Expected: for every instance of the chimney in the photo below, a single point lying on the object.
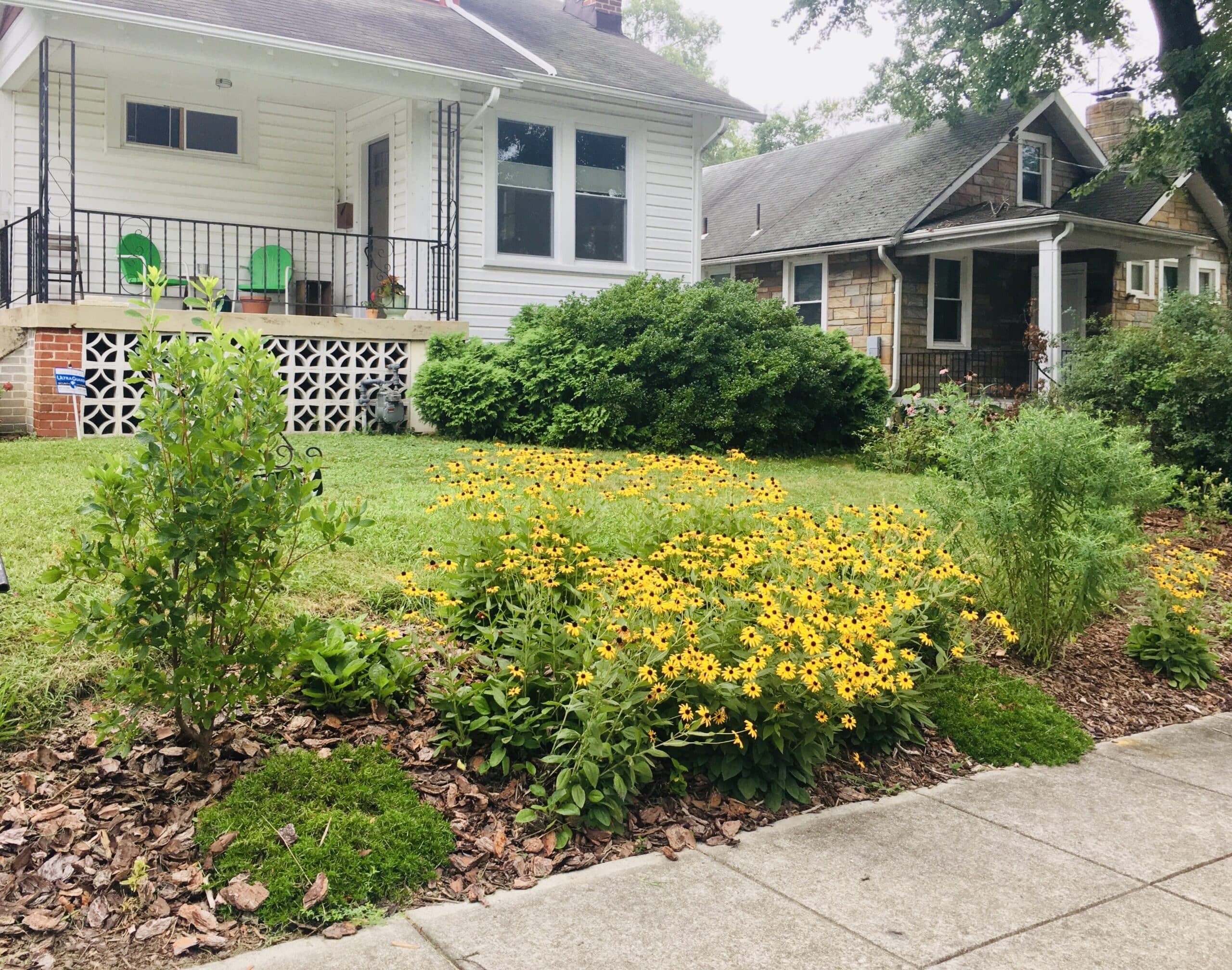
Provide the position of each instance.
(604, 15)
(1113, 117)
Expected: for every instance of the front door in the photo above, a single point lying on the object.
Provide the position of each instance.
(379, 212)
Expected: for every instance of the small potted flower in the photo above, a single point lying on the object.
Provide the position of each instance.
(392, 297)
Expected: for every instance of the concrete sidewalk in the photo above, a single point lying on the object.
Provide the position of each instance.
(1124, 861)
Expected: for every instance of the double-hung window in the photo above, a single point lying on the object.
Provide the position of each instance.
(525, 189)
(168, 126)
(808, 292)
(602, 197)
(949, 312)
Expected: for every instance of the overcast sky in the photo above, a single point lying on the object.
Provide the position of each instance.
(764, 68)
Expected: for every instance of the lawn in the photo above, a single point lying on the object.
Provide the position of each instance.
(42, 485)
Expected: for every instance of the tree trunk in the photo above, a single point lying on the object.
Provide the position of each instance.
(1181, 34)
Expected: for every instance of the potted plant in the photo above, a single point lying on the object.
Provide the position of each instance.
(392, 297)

★ ★ ★ ★ ★

Print out every record above exactly as given. Do not include the pictures.

## Response area
Expected: for every instance of the chimney in the photo below, a single point lying on the object.
Provide the position of each instance.
(604, 15)
(1113, 117)
Expected: for every instance of the front door in the photo above, a single point lying on the object.
Provide the position of each instance.
(379, 212)
Expected: for every instance of the small potted flower in the photo above, a single point lying on the object.
Provide the position of each instance.
(392, 297)
Expected: for every instance of the concrete sidewalk in the photo above, a single point lying on the object.
Provide the position of each instance.
(1124, 861)
Expected: for every instance of the double-hung window in the photo above, a single point lying on the object.
Provide the position of each instance.
(525, 189)
(168, 126)
(808, 292)
(602, 197)
(949, 312)
Expected: for every instance of the overcast sky in the photo above, a single point lying on the object.
Provide the position of each instance.
(764, 68)
Expected: for every instance of the lawn in the photo above, a single point lying on the object.
Provide the position of each instance.
(42, 485)
Expected: for every instance of the tree trunk in the photo above, a single point lying on the object.
Provide the position of each instance.
(1181, 34)
Expected: for every instance of the potted plant in the photo above, a single point lying on the object.
Provide the position of each instance.
(392, 297)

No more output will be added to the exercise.